## What the exercise asks
Produce a faithful copy of every record below, without the pictures.

Source data

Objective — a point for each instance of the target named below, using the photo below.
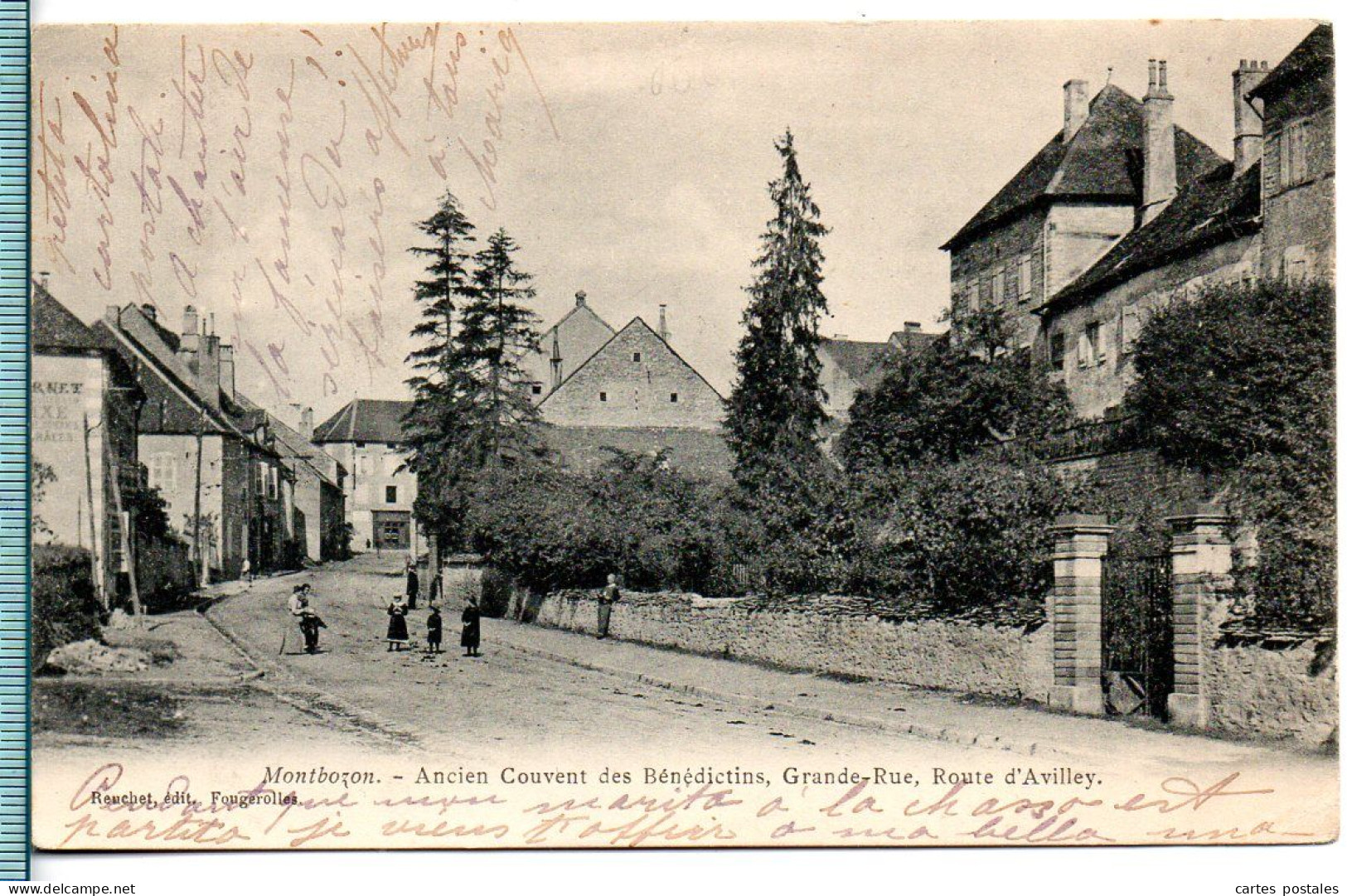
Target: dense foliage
(1238, 383)
(944, 402)
(776, 406)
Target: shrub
(65, 607)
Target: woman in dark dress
(398, 622)
(472, 628)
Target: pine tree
(433, 424)
(776, 407)
(496, 332)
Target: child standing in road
(434, 629)
(398, 622)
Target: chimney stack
(226, 372)
(556, 351)
(1075, 107)
(1248, 116)
(1159, 177)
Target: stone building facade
(635, 380)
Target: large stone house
(1070, 204)
(1297, 169)
(211, 458)
(366, 437)
(850, 366)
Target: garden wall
(827, 635)
(1267, 685)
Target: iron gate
(1137, 620)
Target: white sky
(635, 169)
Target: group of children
(469, 640)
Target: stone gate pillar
(1200, 558)
(1073, 611)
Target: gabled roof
(1101, 162)
(54, 327)
(136, 338)
(1204, 213)
(1312, 57)
(862, 361)
(366, 420)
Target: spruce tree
(431, 424)
(776, 407)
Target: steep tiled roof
(1101, 162)
(56, 327)
(1204, 213)
(366, 420)
(1310, 58)
(696, 453)
(862, 361)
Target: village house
(1233, 225)
(564, 346)
(211, 460)
(637, 395)
(85, 402)
(366, 438)
(1073, 201)
(1267, 213)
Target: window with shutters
(1059, 351)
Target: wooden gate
(1137, 620)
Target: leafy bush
(948, 400)
(1238, 383)
(966, 540)
(65, 607)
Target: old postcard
(493, 435)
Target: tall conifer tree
(433, 424)
(776, 407)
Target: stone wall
(958, 656)
(1260, 686)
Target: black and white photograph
(585, 435)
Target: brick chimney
(556, 351)
(1159, 178)
(1075, 107)
(1248, 116)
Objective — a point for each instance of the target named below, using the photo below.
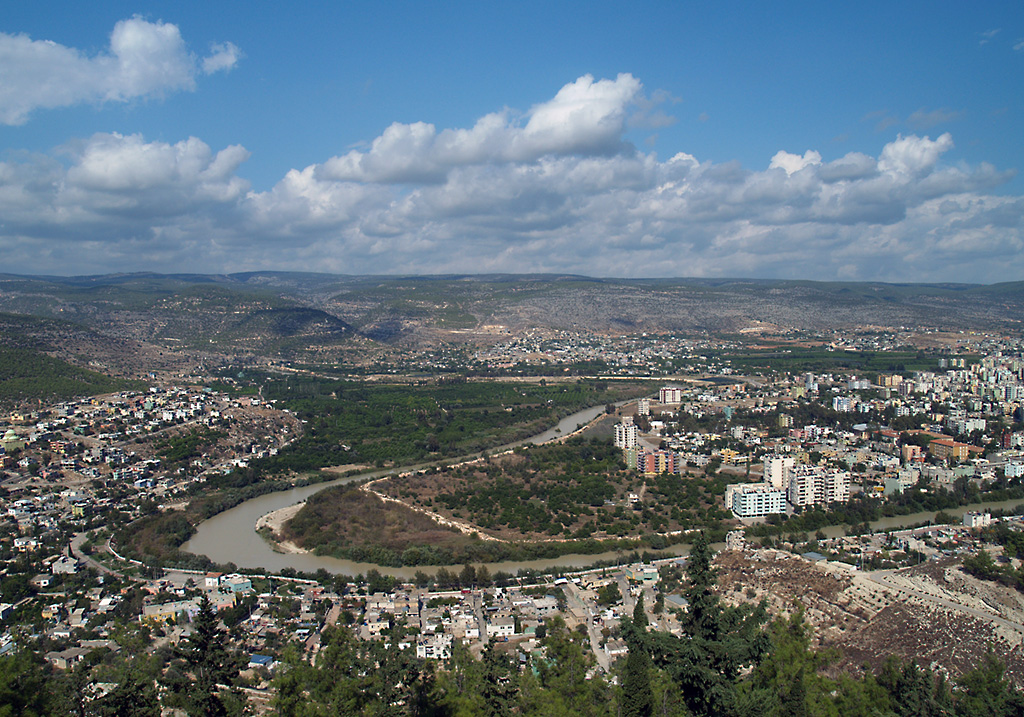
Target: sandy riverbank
(275, 521)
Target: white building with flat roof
(755, 500)
(626, 433)
(775, 467)
(817, 486)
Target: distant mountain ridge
(280, 310)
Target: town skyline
(674, 142)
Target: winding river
(230, 536)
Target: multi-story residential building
(655, 462)
(671, 394)
(626, 433)
(775, 467)
(817, 486)
(754, 500)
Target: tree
(209, 662)
(133, 697)
(637, 700)
(718, 642)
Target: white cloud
(143, 59)
(555, 190)
(586, 117)
(913, 155)
(794, 163)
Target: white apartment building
(817, 486)
(671, 394)
(754, 500)
(775, 467)
(626, 433)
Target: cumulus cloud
(556, 188)
(586, 117)
(143, 59)
(794, 163)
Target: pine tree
(209, 662)
(637, 698)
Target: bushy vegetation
(353, 422)
(30, 375)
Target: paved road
(885, 578)
(578, 605)
(76, 550)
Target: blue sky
(813, 140)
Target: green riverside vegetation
(30, 375)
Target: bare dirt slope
(934, 614)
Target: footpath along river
(230, 536)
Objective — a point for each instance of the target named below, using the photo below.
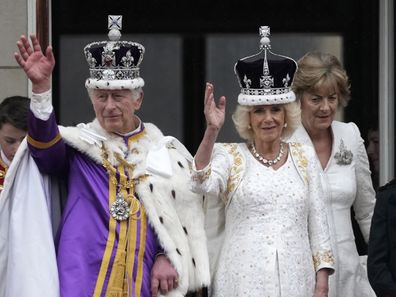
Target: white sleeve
(365, 195)
(213, 178)
(41, 105)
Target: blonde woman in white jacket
(321, 85)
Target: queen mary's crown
(114, 64)
(265, 77)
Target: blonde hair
(241, 119)
(317, 69)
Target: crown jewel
(266, 77)
(114, 64)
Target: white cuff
(41, 105)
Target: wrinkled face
(318, 108)
(10, 139)
(115, 109)
(373, 148)
(267, 122)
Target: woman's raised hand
(214, 114)
(37, 66)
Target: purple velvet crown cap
(265, 77)
(114, 64)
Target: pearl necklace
(264, 160)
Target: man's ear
(138, 102)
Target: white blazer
(346, 180)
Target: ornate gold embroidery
(126, 204)
(202, 176)
(299, 157)
(323, 257)
(236, 169)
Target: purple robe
(92, 247)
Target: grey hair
(241, 119)
(136, 93)
(317, 69)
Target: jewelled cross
(115, 22)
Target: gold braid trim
(300, 158)
(236, 169)
(325, 257)
(43, 145)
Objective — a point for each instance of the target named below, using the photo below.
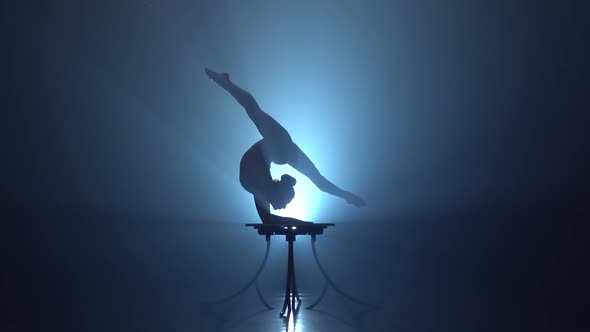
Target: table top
(299, 229)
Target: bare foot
(216, 77)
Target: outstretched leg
(268, 127)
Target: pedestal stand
(290, 232)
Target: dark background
(460, 122)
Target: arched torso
(255, 174)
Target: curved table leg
(249, 283)
(329, 282)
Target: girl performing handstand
(276, 146)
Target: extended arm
(301, 162)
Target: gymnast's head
(282, 192)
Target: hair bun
(288, 179)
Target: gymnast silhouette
(276, 146)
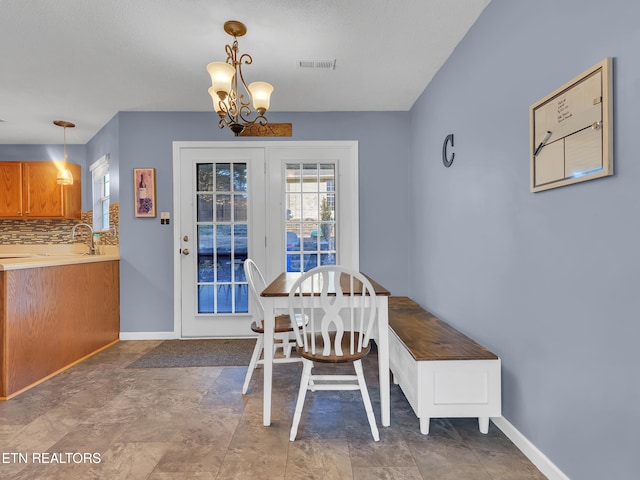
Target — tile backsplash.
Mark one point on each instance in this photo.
(55, 231)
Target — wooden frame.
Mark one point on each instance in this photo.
(572, 131)
(144, 192)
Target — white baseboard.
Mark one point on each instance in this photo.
(539, 459)
(148, 336)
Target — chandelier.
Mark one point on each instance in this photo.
(64, 176)
(231, 104)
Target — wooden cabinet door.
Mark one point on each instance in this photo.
(10, 189)
(43, 195)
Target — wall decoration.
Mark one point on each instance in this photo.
(572, 131)
(445, 157)
(144, 188)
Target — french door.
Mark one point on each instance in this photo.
(288, 206)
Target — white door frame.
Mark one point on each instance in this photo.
(348, 184)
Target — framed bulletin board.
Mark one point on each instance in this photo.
(572, 131)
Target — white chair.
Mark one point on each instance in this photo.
(284, 328)
(341, 315)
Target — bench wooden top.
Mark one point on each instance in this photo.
(429, 338)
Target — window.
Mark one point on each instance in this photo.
(311, 215)
(100, 191)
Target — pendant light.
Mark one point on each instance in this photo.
(64, 174)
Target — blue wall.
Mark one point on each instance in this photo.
(146, 246)
(549, 281)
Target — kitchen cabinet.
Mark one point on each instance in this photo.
(30, 190)
(52, 317)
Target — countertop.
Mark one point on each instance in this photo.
(17, 257)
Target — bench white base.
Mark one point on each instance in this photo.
(447, 388)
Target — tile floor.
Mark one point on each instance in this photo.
(193, 423)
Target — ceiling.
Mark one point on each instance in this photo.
(85, 60)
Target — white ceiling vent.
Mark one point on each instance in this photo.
(317, 64)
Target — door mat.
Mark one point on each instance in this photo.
(198, 353)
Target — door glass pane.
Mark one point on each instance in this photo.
(222, 238)
(310, 215)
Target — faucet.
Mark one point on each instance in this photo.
(92, 247)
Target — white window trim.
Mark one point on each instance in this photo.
(98, 170)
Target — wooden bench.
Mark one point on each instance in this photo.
(442, 372)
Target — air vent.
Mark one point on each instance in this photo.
(317, 64)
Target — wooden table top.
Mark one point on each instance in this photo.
(281, 286)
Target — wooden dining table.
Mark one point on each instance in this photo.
(275, 297)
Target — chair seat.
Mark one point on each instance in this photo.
(332, 357)
(283, 324)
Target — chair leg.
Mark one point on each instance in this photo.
(304, 383)
(367, 401)
(255, 356)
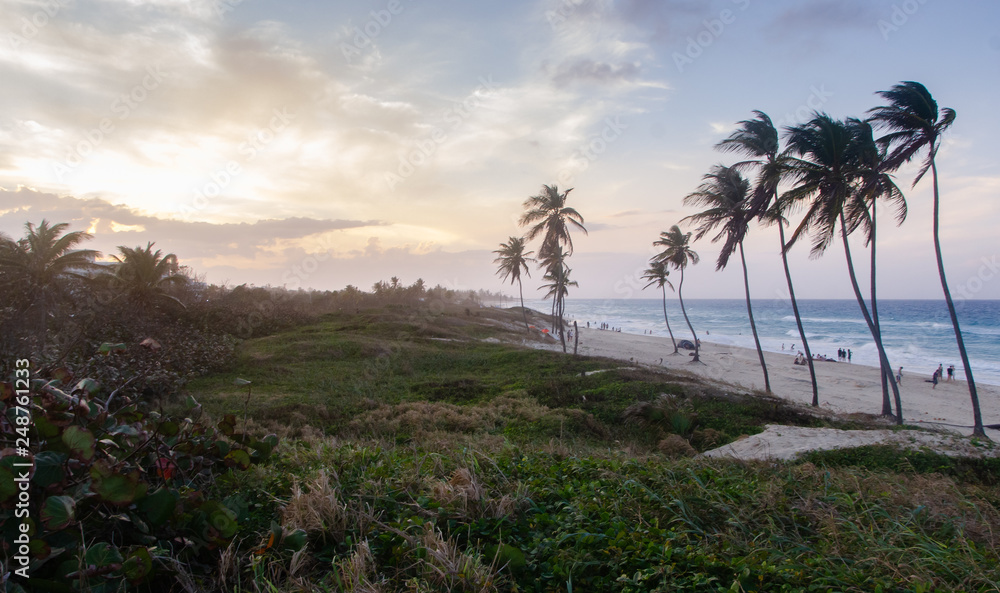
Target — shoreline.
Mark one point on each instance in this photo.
(844, 388)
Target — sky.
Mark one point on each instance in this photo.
(313, 144)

## Reply
Objective — a point for each instance of the target named below, using the photo below.
Target: dense foliage
(1238, 383)
(944, 402)
(776, 406)
Target: shrub
(65, 607)
Target: woman in dark dress
(398, 622)
(472, 628)
Target: pine tree
(433, 424)
(776, 407)
(496, 332)
Target: child standing in road
(434, 629)
(398, 622)
Target: chimney stack
(226, 372)
(556, 351)
(1075, 107)
(1248, 116)
(1159, 177)
Target: stone building facade
(635, 380)
Target: large stone house
(1070, 204)
(1297, 169)
(211, 458)
(366, 437)
(850, 366)
Target: garden wall
(827, 635)
(1267, 685)
Target: iron gate
(1137, 620)
Target: white sky
(635, 169)
Target: group of children
(469, 640)
Target: stone gate pillar
(1200, 558)
(1073, 611)
Target: gabled roof
(1101, 162)
(54, 327)
(136, 338)
(1204, 213)
(1312, 57)
(862, 361)
(366, 420)
Target: spruce tree
(431, 424)
(776, 407)
Target: steep tiled roof
(1101, 162)
(56, 327)
(1204, 213)
(366, 420)
(1310, 58)
(696, 453)
(862, 361)
Target: village house
(1233, 225)
(564, 346)
(211, 460)
(637, 395)
(85, 402)
(366, 438)
(1073, 201)
(1267, 213)
Target: window with shutters
(1059, 351)
Target: wooden gate
(1137, 620)
Target: leafy bush
(948, 400)
(1238, 383)
(966, 540)
(65, 607)
Target: old postcard
(493, 435)
Target: tall conifer tree
(433, 424)
(776, 407)
Target: stone wall
(958, 656)
(1260, 686)
Target: black and white photograph
(585, 435)
Target: brick chimney
(556, 351)
(1159, 178)
(1075, 107)
(1248, 116)
Objective — a point for each instance of the target named below, using the photo below.
Target: sandy riverbank
(275, 521)
Target: white building with flat roof
(755, 500)
(626, 433)
(775, 467)
(817, 486)
Target: distant mountain ridge
(280, 310)
Target: town skyline
(674, 142)
Target: winding river
(230, 536)
Target: multi-story residential building
(655, 462)
(671, 394)
(626, 433)
(775, 467)
(817, 486)
(754, 500)
Target: tree
(209, 662)
(133, 697)
(637, 700)
(718, 642)
Target: white cloud
(143, 59)
(555, 190)
(586, 117)
(913, 155)
(794, 163)
Target: white apartment building
(817, 486)
(671, 394)
(754, 500)
(775, 467)
(626, 433)
Target: cumulus cloud
(556, 188)
(586, 117)
(143, 59)
(794, 163)
Target: pine tree
(209, 662)
(637, 698)
Target: bushy vegetation
(353, 422)
(30, 375)
Target: paved road
(885, 578)
(578, 605)
(76, 550)
Target: blue sky
(813, 140)
Target: green riverside vegetation
(30, 375)
Target: bare dirt slope
(934, 614)
Target: footpath along river
(230, 536)
Objective — a point for each instance of the target named below, using the photo below.
Target: white sleeve
(365, 195)
(213, 178)
(41, 105)
Target: blonde woman in white jacket
(321, 85)
Target: queen mary's crown
(114, 64)
(265, 77)
Target: blonde hair
(241, 119)
(317, 69)
Target: crown jewel
(266, 77)
(114, 64)
Target: white cuff
(41, 105)
Target: wrinkled face
(318, 108)
(10, 139)
(115, 109)
(373, 148)
(267, 122)
Target: woman's raised hand
(214, 114)
(37, 66)
Target: purple velvet crown cap
(265, 77)
(114, 64)
Target: pearl necklace
(264, 160)
Target: man's ear
(138, 102)
Target: white blazer
(346, 180)
Target: ornate gold embroidery
(126, 204)
(202, 176)
(299, 157)
(323, 257)
(236, 169)
Target: purple robe
(92, 247)
Target: grey hair
(241, 119)
(136, 93)
(317, 69)
Target: jewelled cross
(115, 22)
Target: gold braid trim
(300, 158)
(236, 169)
(325, 257)
(43, 145)
Objective — a point for each instance of the target named below, using the photo below.
Target: table top
(299, 229)
Target: bare foot
(216, 77)
Target: outstretched leg
(268, 127)
Target: pedestal stand
(290, 232)
Target: dark background
(460, 122)
Target: arched torso
(255, 174)
Target: curved table leg
(249, 283)
(329, 282)
Target: girl performing handstand
(276, 146)
Target: extended arm
(301, 162)
Target: gymnast's head
(282, 192)
Target: hair bun
(288, 179)
Target: gymnast silhouette
(276, 146)
Target — tile backsplash.
Mark one point on each instance in this photo.
(55, 231)
Target — wooden frame.
Mark one point on each instance in this photo.
(572, 131)
(144, 192)
Target — white baseboard.
Mark one point on each instance in this photo.
(539, 459)
(148, 336)
Target — chandelier.
Mark one point on each instance in this photo.
(64, 176)
(231, 104)
Target — wooden cabinet door.
Mark one point on each instance in this photo.
(10, 189)
(43, 195)
Target — wall decoration.
Mark one point on each instance in this photo.
(572, 131)
(445, 157)
(144, 188)
Target — french door.
Mark one point on each instance in this photo.
(288, 206)
Target — white door frame.
Mark one point on each instance in this photo.
(348, 184)
Target — framed bulletin board.
Mark one point on each instance in this photo.
(572, 131)
Target — white chair.
Mark one point on each instance in this photo.
(284, 328)
(341, 315)
Target — bench wooden top.
Mark one point on each instance in this photo.
(429, 338)
Target — window.
Mark one point on each instance in this photo.
(311, 215)
(100, 191)
Target — pendant light.
Mark one point on each instance in this photo.
(64, 174)
Target — blue wall.
Mark one point on each instance in this photo.
(146, 246)
(549, 281)
Target — kitchen cabinet.
Mark one point on each instance in this photo.
(30, 190)
(52, 317)
Target — countertop.
Mark one point on each instance in this photo.
(17, 257)
Target — bench white base.
Mark one point on each instance in this photo.
(447, 388)
Target — tile floor.
Mark one point on each instance in this photo.
(193, 423)
Target — ceiling.
Mark one point on each instance in this photo.
(85, 60)
Target — white ceiling vent.
Mark one point on each instance in this photo.
(317, 64)
Target — door mat.
Mark one point on each instance in this photo.
(198, 353)
Target — door glass pane.
Mark one point on each instance in this photo.
(222, 238)
(310, 215)
Target — faucet.
Mark one point on each instance in this photo.
(92, 247)
Target — white window trim.
Mark one point on each instance in this photo.
(98, 170)
Target — wooden bench.
Mark one point on each instance in this photo.
(442, 372)
Target — air vent.
Mark one point on each instance in this photo.
(317, 64)
Target — wooden table top.
Mark one point on each instance in this photo.
(281, 286)
Target — wooden dining table.
Mark one point on each instance in this photo.
(275, 297)
Target — chair seat.
Mark one point on each instance in this photo.
(332, 357)
(283, 324)
Target — chair leg.
Mark one point on each instance in this photo.
(304, 383)
(367, 401)
(255, 356)
Target — shoreline.
Mark one point on each instance in this photo.
(844, 388)
Target — sky.
Mark one point on each instance in this photo.
(313, 144)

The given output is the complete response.